-- YOUR OBJECTIVE --
Where the line containing "Can you see the row" appears, end the copy there, keeping that line; start from the first line of the entries, copy exactly, and omit pictures.

====== DATA

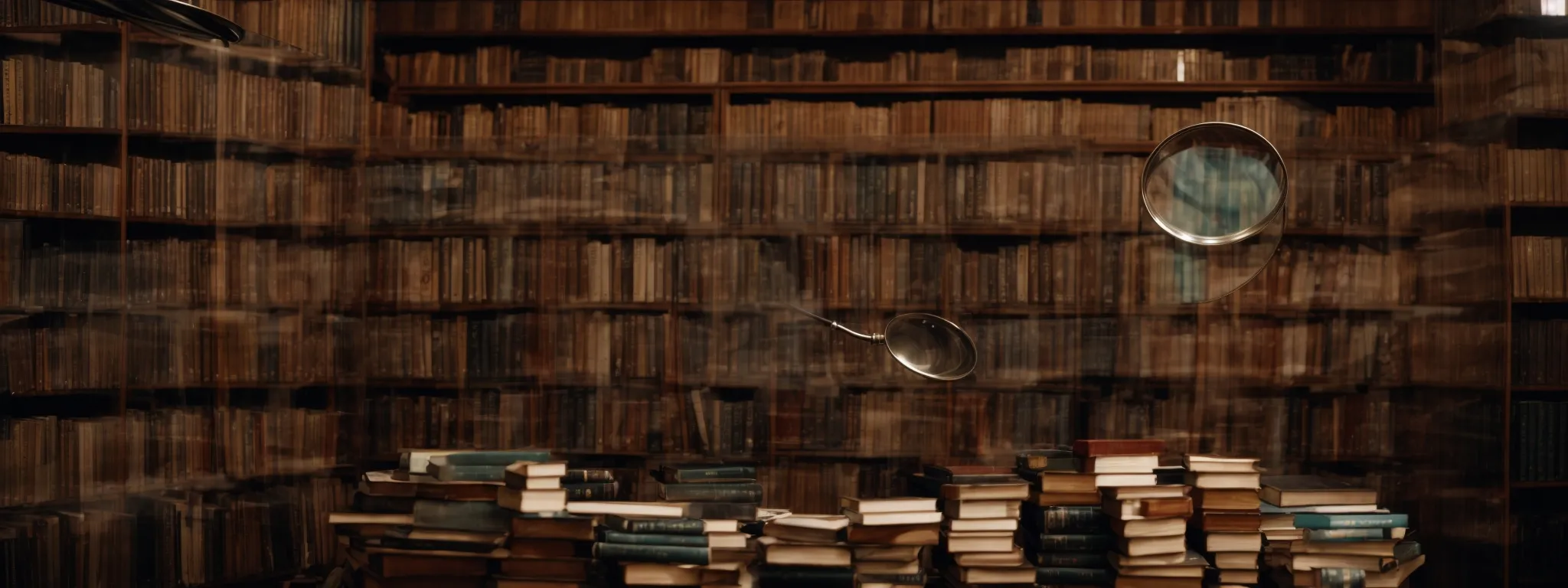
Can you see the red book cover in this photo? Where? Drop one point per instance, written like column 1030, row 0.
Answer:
column 1096, row 447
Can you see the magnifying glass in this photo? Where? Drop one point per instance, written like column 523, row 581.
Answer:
column 1217, row 190
column 924, row 344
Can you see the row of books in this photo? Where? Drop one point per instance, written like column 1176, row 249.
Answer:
column 1536, row 344
column 1539, row 432
column 103, row 459
column 1540, row 267
column 501, row 64
column 233, row 190
column 1481, row 82
column 333, row 30
column 1037, row 190
column 609, row 127
column 173, row 540
column 869, row 15
column 175, row 98
column 1526, row 175
column 58, row 93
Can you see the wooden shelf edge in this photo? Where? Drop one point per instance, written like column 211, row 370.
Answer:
column 1156, row 30
column 739, row 88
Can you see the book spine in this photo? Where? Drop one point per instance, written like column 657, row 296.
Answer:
column 1071, row 560
column 712, row 493
column 652, row 554
column 592, row 492
column 1349, row 534
column 586, row 475
column 722, row 510
column 1351, row 521
column 662, row 526
column 656, row 540
column 1070, row 519
column 724, row 472
column 1341, row 577
column 1071, row 576
column 1076, row 543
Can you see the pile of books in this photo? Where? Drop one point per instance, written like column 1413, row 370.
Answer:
column 891, row 538
column 1346, row 540
column 1228, row 528
column 1063, row 531
column 435, row 519
column 806, row 550
column 694, row 541
column 1148, row 521
column 981, row 508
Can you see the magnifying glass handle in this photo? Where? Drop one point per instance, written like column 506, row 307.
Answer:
column 836, row 325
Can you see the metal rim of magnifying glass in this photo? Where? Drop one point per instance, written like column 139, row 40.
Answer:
column 1228, row 239
column 969, row 347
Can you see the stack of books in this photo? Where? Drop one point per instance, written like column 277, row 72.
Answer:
column 1346, row 540
column 1063, row 529
column 981, row 508
column 1228, row 528
column 546, row 546
column 891, row 538
column 712, row 492
column 1148, row 521
column 435, row 519
column 806, row 550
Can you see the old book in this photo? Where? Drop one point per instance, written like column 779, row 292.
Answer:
column 554, row 526
column 880, row 519
column 1153, row 544
column 688, row 474
column 999, row 492
column 969, row 474
column 1233, row 541
column 1310, row 492
column 707, row 540
column 670, row 526
column 1148, row 528
column 1231, row 521
column 465, row 516
column 628, row 508
column 890, row 505
column 1096, row 447
column 887, row 552
column 1217, row 463
column 786, row 554
column 668, row 574
column 978, row 541
column 1225, row 499
column 1054, row 460
column 544, row 501
column 535, row 475
column 1122, row 465
column 559, row 570
column 982, row 508
column 894, row 535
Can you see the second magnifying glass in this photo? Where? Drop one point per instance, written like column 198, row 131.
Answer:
column 1217, row 190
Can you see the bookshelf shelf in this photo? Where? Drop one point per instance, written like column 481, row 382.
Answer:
column 85, row 27
column 1540, row 485
column 936, row 31
column 761, row 88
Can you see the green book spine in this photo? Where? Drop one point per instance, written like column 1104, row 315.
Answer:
column 658, row 526
column 1349, row 534
column 656, row 540
column 1071, row 576
column 712, row 472
column 1078, row 543
column 1351, row 521
column 712, row 493
column 655, row 554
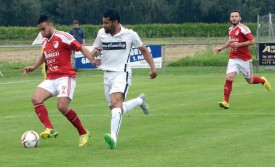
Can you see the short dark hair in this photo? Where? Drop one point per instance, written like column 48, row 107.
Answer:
column 75, row 22
column 235, row 10
column 112, row 15
column 43, row 18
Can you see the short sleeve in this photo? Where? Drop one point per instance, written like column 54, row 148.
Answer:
column 98, row 43
column 136, row 40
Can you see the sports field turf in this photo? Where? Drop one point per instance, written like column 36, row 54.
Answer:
column 185, row 126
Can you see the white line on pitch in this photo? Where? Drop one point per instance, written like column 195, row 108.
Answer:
column 15, row 82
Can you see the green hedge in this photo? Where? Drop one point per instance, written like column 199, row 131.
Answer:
column 145, row 31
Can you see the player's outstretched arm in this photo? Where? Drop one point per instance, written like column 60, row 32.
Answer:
column 91, row 55
column 226, row 45
column 147, row 56
column 33, row 67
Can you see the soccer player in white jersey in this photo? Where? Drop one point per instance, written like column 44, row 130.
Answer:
column 114, row 43
column 61, row 78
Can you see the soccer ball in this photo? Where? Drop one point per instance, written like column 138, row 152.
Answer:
column 30, row 139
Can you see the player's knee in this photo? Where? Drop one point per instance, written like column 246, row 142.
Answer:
column 62, row 108
column 36, row 100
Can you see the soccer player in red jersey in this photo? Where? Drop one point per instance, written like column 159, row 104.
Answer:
column 240, row 59
column 61, row 77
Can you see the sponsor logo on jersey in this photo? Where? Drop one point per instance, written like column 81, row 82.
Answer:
column 114, row 45
column 55, row 44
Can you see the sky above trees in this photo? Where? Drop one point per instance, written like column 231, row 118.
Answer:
column 63, row 12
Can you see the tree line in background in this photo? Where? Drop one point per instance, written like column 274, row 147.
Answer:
column 63, row 12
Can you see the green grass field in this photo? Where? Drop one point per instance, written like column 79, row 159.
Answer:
column 185, row 126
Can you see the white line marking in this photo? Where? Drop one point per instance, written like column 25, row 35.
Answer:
column 141, row 115
column 15, row 82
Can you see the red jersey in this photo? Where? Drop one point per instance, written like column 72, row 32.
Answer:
column 240, row 33
column 57, row 51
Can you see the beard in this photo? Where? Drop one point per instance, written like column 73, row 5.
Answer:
column 109, row 30
column 235, row 22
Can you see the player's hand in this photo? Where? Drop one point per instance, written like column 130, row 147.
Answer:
column 153, row 74
column 218, row 50
column 27, row 69
column 236, row 44
column 96, row 62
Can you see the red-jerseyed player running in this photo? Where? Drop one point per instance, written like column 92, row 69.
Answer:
column 240, row 59
column 60, row 82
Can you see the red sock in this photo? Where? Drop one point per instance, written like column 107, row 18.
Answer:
column 257, row 80
column 73, row 118
column 42, row 114
column 227, row 90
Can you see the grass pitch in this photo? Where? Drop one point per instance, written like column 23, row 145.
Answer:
column 185, row 126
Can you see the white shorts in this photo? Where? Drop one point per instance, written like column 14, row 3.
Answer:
column 60, row 87
column 238, row 65
column 116, row 82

============

-- EXERCISE RESPONSE --
Can you see the red book cover in this photo? Where? Drop one point per instance, written like column 1030, row 0.
Answer:
column 1096, row 447
Can you see the magnifying glass in this photo? Where? Drop one point per instance, written like column 523, row 581.
Answer:
column 1217, row 190
column 924, row 344
Can you see the row of books in this photo? Where? Drop one point per instance, written like column 1176, row 249.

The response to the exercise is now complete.